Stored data
____
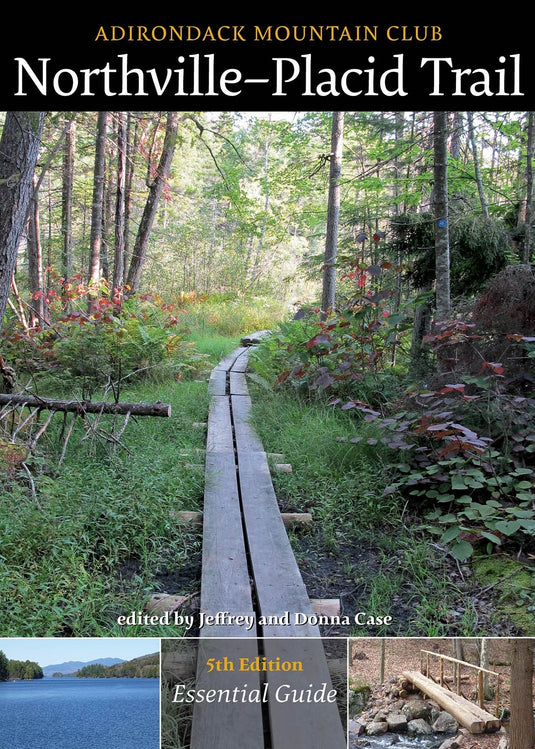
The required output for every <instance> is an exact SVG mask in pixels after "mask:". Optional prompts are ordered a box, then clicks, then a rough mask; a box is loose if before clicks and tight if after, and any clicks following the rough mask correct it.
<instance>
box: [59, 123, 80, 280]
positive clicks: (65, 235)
mask: <svg viewBox="0 0 535 749" xmlns="http://www.w3.org/2000/svg"><path fill="white" fill-rule="evenodd" d="M75 127H76V126H75V123H74V122H72V121H71V122H69V123H67V126H66V131H65V146H64V149H63V170H62V176H63V180H62V182H63V186H62V196H61V235H62V237H61V239H62V245H61V272H62V274H63V277H64V278H65V280H67V279H68V278H70V276H71V273H72V196H73V185H74V141H75Z"/></svg>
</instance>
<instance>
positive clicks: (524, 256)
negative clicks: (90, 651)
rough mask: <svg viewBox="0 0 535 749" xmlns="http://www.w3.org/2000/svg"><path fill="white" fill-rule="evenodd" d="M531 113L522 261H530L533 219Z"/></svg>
mask: <svg viewBox="0 0 535 749" xmlns="http://www.w3.org/2000/svg"><path fill="white" fill-rule="evenodd" d="M533 154H534V146H533V112H528V133H527V153H526V228H525V232H524V252H523V255H522V261H523V262H524V263H529V261H530V259H531V221H532V218H533Z"/></svg>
____
__What you will do__
Above are records with pictures; repeat the records exactly and leave the pictures out.

__Response to this task__
The required output for every <instance> is an exact SVG mask in pixels after "mask:". Optional prompts are ordered a box, then clicks, then a rough mask; a box is loose if before clicks and tight if after, and any clicks following the rough mask correct it.
<instance>
box: [59, 123, 80, 280]
positive clicks: (65, 235)
mask: <svg viewBox="0 0 535 749" xmlns="http://www.w3.org/2000/svg"><path fill="white" fill-rule="evenodd" d="M75 127H76V126H75V123H74V122H72V121H71V122H69V123H67V126H66V131H65V146H64V149H63V170H62V176H63V180H62V182H63V186H62V196H61V235H62V237H61V239H62V245H61V272H62V274H63V277H64V278H65V280H67V279H68V278H70V276H71V273H72V196H73V185H74V141H75Z"/></svg>
</instance>
<instance>
positive clicks: (524, 256)
negative clicks: (90, 651)
rough mask: <svg viewBox="0 0 535 749" xmlns="http://www.w3.org/2000/svg"><path fill="white" fill-rule="evenodd" d="M531 113L522 261H530L533 219Z"/></svg>
mask: <svg viewBox="0 0 535 749" xmlns="http://www.w3.org/2000/svg"><path fill="white" fill-rule="evenodd" d="M533 154H534V146H533V112H528V133H527V153H526V228H525V232H524V252H523V255H522V261H523V262H524V263H529V261H530V259H531V221H532V218H533Z"/></svg>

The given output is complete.